►
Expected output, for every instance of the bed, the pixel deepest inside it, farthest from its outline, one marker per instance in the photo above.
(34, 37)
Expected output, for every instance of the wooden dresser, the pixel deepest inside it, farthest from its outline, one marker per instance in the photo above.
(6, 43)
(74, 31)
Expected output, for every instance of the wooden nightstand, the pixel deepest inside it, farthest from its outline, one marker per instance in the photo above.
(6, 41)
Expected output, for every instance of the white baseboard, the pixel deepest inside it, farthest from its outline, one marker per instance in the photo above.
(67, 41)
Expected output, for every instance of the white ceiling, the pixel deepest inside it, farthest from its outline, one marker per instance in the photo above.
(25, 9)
◄
:: Exercise objective ::
Give the data back in full, matching it character for character.

:: Your response ::
Expected output, for every instance of the bed, the pixel deepest inside it, farthest from its outline, one marker per instance in the photo above.
(34, 37)
Expected output, for every instance of the wooden dresser, the pixel deepest inside it, farthest from its outline, one marker per instance in the photo above.
(6, 43)
(74, 31)
Expected output, for every instance of the wooden nightstand, the pixel deepest inside it, farthest from its outline, one marker per instance in the photo above.
(6, 41)
Expected output, for every instance of the white baseboard, the pixel deepest inside it, farthest from its outline, one marker per instance in the photo above.
(67, 41)
Expected output, for every instance of the white ceiling, the pixel deepest inside it, farthest from its outline, one marker per instance in the photo above.
(25, 9)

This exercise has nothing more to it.